▶ DIRECTIONS FOR THIS TASK
Reproduce the material, beginning at the line that contains "on the light" and stopping after the line that contains "(1061, 584)". Substitute "person's" for every occurrence of "woman's", leave all else unchanged, and omit the pictures.

▶ THE INPUT

——

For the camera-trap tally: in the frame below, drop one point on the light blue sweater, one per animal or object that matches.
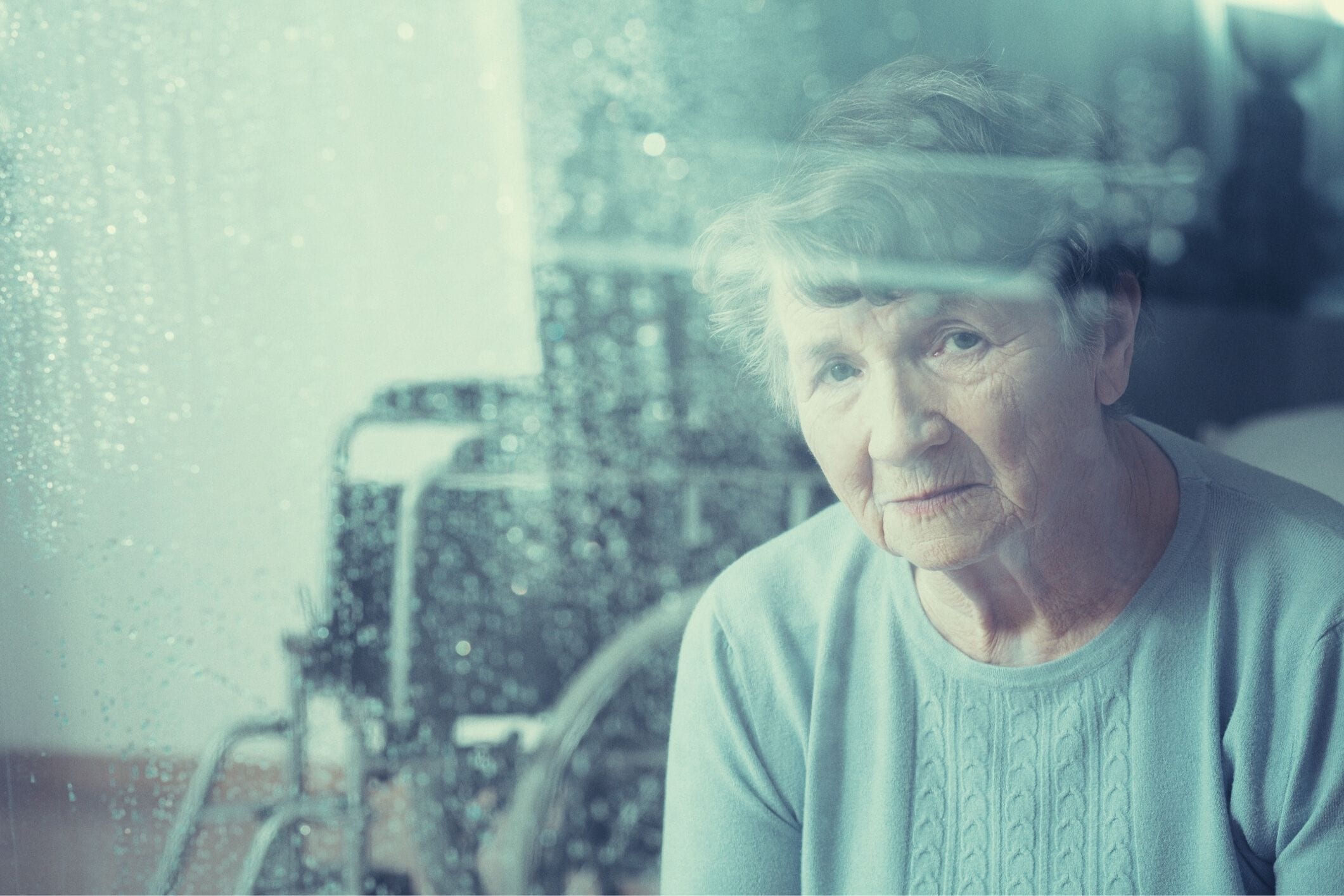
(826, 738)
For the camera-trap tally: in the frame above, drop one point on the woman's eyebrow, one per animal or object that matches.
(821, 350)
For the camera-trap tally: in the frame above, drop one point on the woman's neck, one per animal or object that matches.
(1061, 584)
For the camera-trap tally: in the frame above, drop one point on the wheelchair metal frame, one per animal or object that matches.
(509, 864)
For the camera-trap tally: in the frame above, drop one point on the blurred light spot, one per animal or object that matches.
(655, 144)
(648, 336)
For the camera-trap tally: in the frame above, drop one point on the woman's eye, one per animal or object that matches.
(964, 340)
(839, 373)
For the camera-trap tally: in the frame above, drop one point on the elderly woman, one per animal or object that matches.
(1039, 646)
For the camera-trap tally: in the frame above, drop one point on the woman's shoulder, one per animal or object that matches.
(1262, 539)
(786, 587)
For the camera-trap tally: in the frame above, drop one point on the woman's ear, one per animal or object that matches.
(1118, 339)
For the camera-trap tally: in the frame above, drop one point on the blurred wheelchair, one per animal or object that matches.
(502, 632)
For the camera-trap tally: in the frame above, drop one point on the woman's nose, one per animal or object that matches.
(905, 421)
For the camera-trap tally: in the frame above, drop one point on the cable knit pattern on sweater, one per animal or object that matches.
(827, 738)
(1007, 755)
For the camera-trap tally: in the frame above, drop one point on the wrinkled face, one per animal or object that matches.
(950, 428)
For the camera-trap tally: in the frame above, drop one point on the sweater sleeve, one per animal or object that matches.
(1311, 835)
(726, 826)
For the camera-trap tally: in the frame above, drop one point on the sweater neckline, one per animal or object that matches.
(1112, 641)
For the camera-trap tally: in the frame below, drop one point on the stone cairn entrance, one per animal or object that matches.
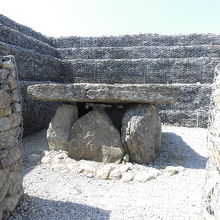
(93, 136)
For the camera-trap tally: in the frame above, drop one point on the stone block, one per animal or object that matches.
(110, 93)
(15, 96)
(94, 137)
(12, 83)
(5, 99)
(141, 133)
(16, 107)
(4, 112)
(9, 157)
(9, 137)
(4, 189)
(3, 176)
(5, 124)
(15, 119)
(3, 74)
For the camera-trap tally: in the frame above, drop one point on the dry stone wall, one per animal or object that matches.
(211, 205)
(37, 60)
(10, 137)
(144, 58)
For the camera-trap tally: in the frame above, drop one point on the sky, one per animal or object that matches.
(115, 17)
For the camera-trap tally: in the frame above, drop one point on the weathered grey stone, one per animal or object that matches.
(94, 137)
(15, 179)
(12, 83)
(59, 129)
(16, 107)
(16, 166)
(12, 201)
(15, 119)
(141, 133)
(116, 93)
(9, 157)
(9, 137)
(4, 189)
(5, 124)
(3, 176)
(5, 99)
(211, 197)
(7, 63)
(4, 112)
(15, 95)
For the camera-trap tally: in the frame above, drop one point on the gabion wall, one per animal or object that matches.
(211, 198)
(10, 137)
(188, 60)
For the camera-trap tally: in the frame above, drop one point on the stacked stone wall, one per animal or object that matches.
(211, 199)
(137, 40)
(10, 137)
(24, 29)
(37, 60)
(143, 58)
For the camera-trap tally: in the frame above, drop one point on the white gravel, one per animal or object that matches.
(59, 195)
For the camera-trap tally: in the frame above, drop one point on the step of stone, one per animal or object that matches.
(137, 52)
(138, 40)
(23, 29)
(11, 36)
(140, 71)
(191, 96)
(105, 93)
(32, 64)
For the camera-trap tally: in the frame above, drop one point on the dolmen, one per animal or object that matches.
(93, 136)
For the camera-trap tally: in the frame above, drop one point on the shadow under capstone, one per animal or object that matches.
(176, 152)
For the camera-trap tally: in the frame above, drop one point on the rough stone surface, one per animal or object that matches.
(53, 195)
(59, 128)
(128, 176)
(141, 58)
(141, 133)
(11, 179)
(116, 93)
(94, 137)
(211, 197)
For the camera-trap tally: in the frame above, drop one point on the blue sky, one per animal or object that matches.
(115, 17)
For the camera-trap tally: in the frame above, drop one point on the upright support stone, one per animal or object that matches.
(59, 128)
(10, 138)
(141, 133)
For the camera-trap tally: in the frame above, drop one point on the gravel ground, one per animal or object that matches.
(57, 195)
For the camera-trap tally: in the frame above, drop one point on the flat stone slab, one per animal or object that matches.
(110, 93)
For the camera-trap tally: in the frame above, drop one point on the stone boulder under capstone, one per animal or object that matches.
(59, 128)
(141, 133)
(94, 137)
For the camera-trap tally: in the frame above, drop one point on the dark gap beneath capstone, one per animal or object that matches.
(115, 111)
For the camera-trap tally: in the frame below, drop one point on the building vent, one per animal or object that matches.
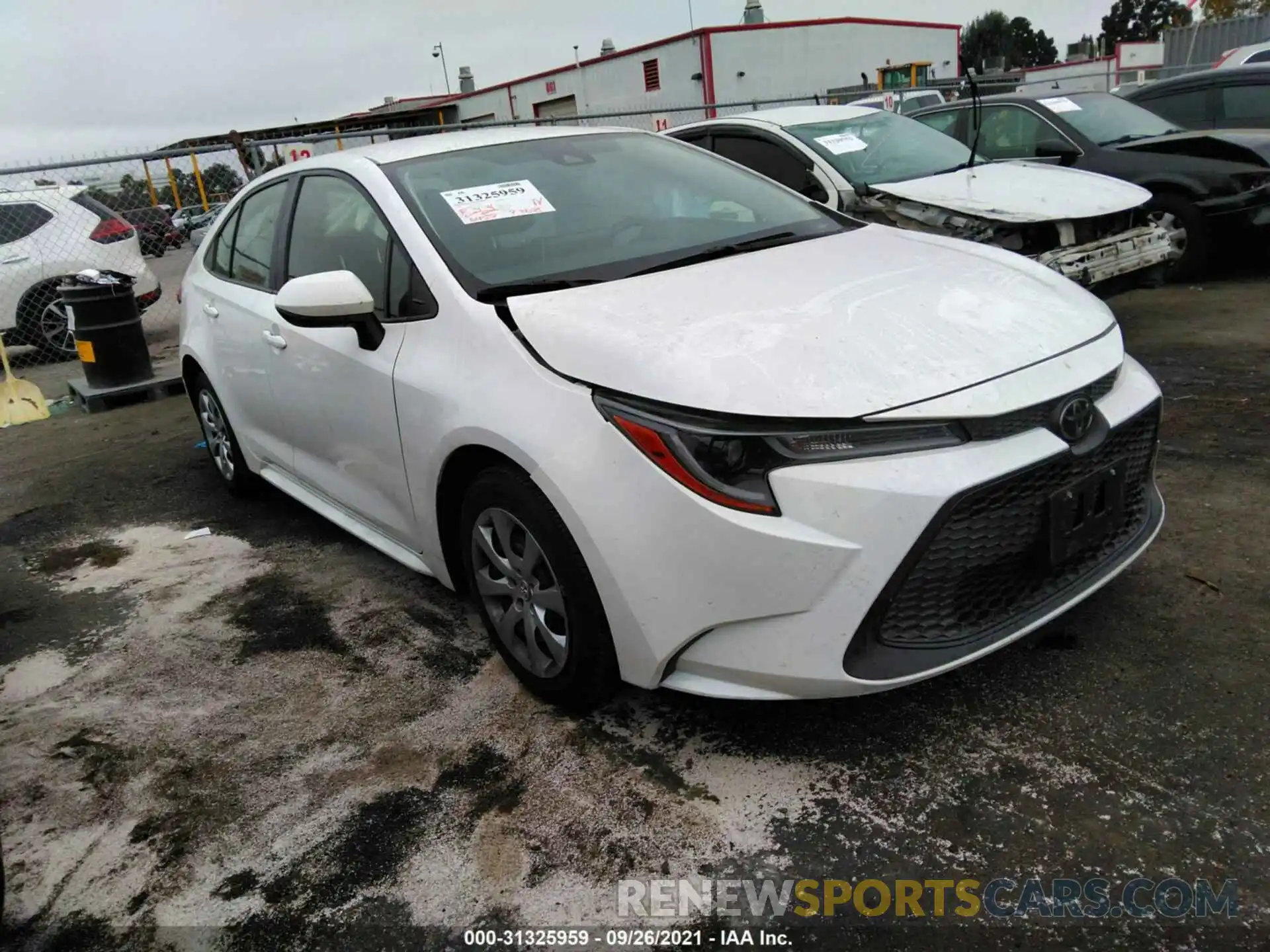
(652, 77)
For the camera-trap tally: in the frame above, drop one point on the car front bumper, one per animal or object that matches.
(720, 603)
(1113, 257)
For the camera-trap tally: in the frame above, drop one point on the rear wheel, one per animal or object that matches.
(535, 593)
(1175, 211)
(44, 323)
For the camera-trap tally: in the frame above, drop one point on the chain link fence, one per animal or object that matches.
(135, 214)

——

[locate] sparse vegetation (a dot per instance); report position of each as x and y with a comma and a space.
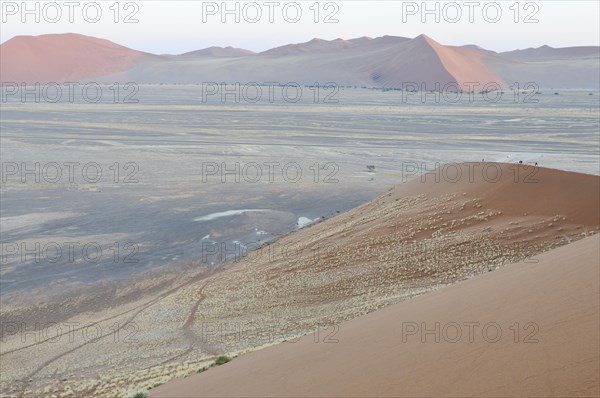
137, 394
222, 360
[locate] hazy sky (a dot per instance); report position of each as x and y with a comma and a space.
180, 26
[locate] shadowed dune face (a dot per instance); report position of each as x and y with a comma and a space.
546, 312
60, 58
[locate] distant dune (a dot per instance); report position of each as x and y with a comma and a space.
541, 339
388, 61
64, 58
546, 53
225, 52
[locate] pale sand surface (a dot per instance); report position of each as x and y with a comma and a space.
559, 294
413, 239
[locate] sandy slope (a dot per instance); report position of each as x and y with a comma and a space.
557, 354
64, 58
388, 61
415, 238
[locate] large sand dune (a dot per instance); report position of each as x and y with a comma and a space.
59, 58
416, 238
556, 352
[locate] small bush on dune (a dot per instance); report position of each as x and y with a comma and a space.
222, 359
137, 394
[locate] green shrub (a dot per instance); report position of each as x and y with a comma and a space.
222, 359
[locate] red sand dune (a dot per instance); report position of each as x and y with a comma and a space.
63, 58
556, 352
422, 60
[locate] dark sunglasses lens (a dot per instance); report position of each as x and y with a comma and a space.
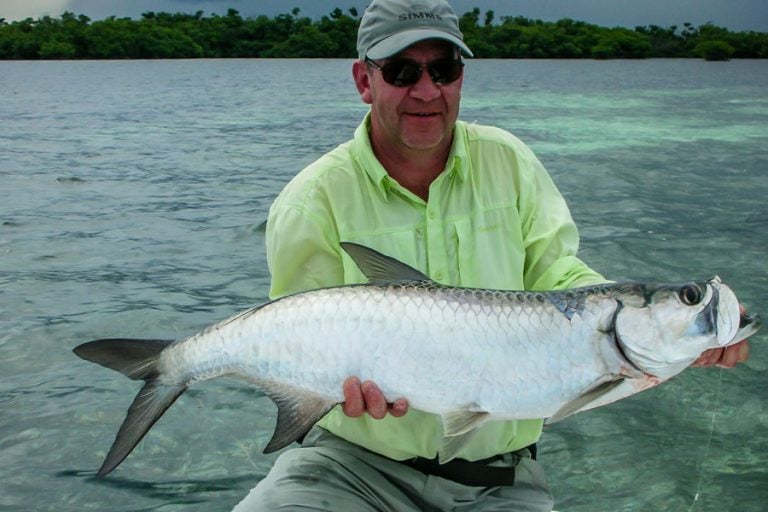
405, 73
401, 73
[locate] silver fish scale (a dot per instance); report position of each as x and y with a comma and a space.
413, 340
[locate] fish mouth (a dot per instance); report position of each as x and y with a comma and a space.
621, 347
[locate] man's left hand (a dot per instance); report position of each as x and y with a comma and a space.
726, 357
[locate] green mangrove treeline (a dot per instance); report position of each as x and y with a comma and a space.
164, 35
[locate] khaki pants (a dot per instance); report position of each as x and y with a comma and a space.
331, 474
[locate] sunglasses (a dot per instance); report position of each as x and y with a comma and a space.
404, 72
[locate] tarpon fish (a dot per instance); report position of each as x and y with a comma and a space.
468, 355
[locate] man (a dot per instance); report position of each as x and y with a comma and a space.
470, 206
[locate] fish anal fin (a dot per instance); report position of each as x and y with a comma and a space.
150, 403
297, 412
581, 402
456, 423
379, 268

——

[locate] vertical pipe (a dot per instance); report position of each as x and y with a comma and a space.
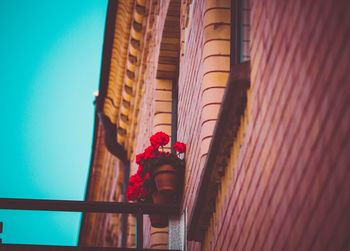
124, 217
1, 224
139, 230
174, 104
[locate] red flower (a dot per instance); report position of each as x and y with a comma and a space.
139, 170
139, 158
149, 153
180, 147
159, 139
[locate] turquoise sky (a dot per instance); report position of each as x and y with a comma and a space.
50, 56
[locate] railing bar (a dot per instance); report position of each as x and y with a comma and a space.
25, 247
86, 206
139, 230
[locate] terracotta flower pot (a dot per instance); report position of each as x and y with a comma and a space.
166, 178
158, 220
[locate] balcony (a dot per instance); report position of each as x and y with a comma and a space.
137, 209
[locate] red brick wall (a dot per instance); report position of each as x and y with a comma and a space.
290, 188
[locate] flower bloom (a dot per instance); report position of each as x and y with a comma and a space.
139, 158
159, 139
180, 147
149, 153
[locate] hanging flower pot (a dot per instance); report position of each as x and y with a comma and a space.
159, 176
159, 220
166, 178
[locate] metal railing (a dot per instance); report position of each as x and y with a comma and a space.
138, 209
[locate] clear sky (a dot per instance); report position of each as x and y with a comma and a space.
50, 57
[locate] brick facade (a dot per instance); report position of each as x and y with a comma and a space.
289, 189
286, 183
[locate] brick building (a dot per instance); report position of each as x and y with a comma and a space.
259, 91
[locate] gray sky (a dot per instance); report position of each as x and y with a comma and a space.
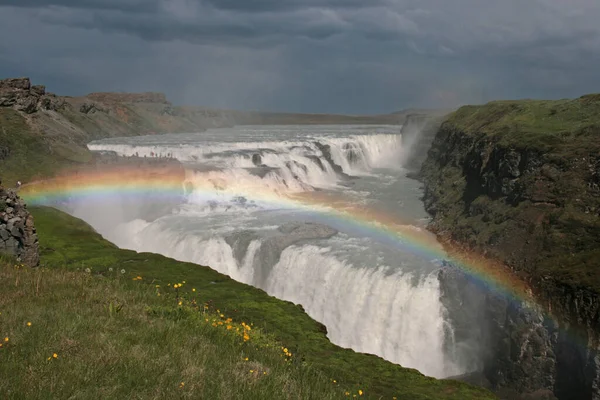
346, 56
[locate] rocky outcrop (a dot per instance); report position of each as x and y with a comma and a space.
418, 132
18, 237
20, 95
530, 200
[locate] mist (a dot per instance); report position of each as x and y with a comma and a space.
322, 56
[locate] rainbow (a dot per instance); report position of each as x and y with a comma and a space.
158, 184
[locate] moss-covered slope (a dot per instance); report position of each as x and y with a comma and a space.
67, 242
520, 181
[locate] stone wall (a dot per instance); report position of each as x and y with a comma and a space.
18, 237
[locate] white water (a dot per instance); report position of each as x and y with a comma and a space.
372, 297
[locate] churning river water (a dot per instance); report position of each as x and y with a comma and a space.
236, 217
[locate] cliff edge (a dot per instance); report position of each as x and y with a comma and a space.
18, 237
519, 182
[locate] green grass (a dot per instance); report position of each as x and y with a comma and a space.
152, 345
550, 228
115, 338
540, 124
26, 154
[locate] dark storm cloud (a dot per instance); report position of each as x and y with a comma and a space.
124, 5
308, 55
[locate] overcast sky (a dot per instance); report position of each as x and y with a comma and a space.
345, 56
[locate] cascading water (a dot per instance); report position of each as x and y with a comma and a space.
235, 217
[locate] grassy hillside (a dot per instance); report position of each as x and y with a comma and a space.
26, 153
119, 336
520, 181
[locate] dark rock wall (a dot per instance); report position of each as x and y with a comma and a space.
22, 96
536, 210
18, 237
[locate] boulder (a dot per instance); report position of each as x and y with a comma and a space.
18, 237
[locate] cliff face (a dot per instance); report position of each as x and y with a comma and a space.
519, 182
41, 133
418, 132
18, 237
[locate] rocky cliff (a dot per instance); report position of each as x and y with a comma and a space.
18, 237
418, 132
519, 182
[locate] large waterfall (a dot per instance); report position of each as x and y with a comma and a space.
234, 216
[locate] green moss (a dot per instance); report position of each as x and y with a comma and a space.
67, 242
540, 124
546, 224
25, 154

——

▶ EXERCISE RESPONSE
For the camera-trap tally: in the frame below, drop one point on the light blue sweater, one per animal or object that matches.
(826, 738)
For the camera-trap tally: in the frame above, drop one point on the person's eyebrow, one per animal or object that matches.
(821, 350)
For the camera-trap tally: in the frame above, drop one point on the person's neck, one per animal or object that matches.
(1061, 584)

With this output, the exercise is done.